> TEXTE:
>>>
J'ai besoin de partager avec vous une expérience très ordinaire mais très nouvelle, inhabituelle, pour moi.
Hier, c'était un avant-goût de vacances. Avec une amie, nous avions prévu d'aller à  
un marché, dans une jolie commune qui se situe au bord de l'eau. Le cadre donnait encore plus de relief aux plaisirs sensoriels du marché !

Mais depuis quelques jours, les chaleurs ont grimpé en flèche, et avec ça, mon malaise vestimentaire et mon angoisse pour les semaines suivantes: comment vais-je supporter de telles chaleurs, comment vais-je m'habiller ?

Je n'avais qu'une envie, foncer faire les soldes mais devant être très très attentive à mon budget, les habits, j'en ai déjà, et ce n'est pas la priorité d'en racheter avec tous ceux que j'ai à vendre avant.
Et puis je pourrais trouver mille jolies tenues, ça ne changerait rien au problème: je ne découvre quasiment jamais mon corps quand je m'habille.

J'ai essayé de me préparer à l'été, il y a quelques mois, en achetant un pantacourt, que je ne portais pas, mais il était là, accessible.

Commençaient donc des petites expériences isolées, sans que ça change encore mon quotidien, mais c'était comme on se préparer à un changement en souterrain et hop, un jour, ça apparaît.

J'en viens donc à cette expérience hier.
J'ai osé.
Je suis sortie bras nus.
Quelle nouveauté pour moi !

Je vous l'annonce comme un événement important. J'imagine que ça puisse paraître insignifiant. Mais important, ça l'a été pour moi.

Et ce qui a été formidable, c'est que justement, ça ne l'a été QUE pour moi.
Ca ne faisait l'objet d'attention de personne d'autre que moi, et encore, même pour moi, c'était quelque chose qui passait à côté du reste finalement.

Au début ça m'a fait quelques émotions, quand je suis sortie de mon appartement. Chez moi, seule, je suis souvent dénudée. Mais dehors ou avec quelqu'un, c'est une autre histoire. J'en revenais pas, j'avais envie de pousser des petits cris, de galoper et de me trémousser. Un moment d'excitation mêlée à la peur et à la surprise. Le frisson de la nouveauté. Et puis après, c'était anecdotique.
<<<
Données d'annotation par points:
>>>
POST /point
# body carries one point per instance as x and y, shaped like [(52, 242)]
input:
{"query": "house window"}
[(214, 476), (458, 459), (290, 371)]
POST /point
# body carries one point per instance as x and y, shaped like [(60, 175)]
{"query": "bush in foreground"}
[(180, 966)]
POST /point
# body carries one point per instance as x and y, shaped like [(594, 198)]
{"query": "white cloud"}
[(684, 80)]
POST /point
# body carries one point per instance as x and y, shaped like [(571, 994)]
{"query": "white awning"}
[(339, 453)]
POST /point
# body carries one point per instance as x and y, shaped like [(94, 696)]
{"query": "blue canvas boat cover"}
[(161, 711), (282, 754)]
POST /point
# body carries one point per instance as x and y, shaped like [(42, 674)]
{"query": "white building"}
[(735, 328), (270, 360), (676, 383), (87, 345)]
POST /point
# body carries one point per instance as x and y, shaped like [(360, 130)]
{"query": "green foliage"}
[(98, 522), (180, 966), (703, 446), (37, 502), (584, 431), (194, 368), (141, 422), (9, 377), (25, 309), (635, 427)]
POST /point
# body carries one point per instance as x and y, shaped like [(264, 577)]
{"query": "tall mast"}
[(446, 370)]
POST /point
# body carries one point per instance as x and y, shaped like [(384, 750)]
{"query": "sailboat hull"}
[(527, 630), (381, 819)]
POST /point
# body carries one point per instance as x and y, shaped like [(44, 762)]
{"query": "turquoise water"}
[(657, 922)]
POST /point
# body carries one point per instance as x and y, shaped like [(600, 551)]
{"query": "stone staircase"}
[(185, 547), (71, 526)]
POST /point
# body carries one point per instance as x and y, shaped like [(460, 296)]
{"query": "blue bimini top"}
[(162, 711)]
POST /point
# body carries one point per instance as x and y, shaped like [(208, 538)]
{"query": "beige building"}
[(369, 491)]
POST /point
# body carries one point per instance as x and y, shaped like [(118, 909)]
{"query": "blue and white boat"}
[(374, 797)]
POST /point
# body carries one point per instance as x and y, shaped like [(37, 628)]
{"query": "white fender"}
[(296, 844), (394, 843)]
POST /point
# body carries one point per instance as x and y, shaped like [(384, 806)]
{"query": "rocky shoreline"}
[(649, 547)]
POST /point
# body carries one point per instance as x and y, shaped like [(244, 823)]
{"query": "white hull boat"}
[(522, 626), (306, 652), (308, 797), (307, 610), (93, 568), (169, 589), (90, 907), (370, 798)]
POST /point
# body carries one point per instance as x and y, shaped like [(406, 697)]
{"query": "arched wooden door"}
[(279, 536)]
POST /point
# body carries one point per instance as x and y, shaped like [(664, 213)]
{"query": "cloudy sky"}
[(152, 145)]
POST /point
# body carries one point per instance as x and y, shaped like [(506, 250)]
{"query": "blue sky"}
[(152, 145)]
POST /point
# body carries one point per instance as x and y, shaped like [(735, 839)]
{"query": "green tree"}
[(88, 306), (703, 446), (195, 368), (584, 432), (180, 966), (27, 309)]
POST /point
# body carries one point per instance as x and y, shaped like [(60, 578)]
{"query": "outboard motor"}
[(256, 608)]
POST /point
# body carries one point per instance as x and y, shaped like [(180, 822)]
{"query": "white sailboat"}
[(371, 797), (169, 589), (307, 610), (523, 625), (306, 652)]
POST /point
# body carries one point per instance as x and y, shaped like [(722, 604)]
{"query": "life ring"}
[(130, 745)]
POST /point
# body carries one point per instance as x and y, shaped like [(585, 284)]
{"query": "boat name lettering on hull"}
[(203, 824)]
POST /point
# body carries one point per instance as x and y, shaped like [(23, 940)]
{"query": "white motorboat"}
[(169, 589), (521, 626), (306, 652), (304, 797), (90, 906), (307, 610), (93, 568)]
<<<
>>>
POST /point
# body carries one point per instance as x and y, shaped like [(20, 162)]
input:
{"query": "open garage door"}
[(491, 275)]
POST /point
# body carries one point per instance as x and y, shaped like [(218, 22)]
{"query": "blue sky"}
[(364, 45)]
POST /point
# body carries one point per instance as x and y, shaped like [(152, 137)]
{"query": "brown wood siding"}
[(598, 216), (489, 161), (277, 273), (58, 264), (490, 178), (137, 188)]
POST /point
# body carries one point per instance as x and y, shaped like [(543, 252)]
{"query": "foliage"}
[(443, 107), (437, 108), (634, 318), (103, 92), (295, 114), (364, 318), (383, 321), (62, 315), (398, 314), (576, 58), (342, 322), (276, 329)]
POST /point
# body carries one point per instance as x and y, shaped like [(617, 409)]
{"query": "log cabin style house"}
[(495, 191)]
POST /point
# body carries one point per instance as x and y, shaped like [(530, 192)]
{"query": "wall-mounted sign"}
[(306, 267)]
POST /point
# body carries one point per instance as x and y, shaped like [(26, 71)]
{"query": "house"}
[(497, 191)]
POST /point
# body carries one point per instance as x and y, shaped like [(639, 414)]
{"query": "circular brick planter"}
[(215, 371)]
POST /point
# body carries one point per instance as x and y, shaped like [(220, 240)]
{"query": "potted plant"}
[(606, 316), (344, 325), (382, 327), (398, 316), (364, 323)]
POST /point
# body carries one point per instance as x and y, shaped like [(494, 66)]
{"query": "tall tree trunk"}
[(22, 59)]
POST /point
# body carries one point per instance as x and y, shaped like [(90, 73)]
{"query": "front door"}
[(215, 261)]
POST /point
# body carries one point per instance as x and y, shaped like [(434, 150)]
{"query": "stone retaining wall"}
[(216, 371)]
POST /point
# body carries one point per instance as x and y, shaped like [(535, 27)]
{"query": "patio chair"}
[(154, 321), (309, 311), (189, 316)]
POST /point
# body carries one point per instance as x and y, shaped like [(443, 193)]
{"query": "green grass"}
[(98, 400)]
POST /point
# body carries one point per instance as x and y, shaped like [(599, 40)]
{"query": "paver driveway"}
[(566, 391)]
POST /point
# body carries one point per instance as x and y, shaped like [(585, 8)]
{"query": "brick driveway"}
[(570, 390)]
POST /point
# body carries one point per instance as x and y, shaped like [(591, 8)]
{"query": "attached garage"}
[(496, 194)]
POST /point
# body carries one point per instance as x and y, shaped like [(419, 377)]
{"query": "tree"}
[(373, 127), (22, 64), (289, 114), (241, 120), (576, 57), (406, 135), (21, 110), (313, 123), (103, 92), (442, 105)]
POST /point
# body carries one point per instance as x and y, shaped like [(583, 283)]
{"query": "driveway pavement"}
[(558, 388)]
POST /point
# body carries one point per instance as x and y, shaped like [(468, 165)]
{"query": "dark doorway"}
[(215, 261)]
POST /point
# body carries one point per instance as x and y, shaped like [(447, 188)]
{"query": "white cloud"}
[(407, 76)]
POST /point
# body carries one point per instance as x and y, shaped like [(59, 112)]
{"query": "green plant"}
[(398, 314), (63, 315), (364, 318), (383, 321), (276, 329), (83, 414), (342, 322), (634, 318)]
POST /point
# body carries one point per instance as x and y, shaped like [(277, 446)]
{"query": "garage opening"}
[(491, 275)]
<<<
> CONSIGNES:
[A] D'après le texte, quel vêtement avait été acheté quelques mois plus tôt en prévision de l'été ?
[B] Reformulez de façon plus concise le paragraphe du texte qui commence par « Au début ça m'a fait », en conservant ses faits principaux.
[C] Citez le passage du texte allant de « Commençaient donc des » à « sortie bras nus. ».

> RÉPONSES:
[A] Un pantacourt.

[B] En sortant de mon appartement, j'ai d'abord ressenti de fortes émotions. Chez moi, seule, je suis souvent dénudée, mais dehors ou accompagnée, c'est différent. J'avais envie de crier, de galoper et de me trémousser, dans un mélange d'excitation, de peur et de surprise. Ensuite, c'est devenu anecdotique.

[C]
Commençaient donc des petites expériences isolées, sans que ça change encore mon quotidien, mais c'était comme on se préparer à un changement en souterrain et hop, un jour, ça apparaît.

J'en viens donc à cette expérience hier.
J'ai osé.
Je suis sortie bras nus.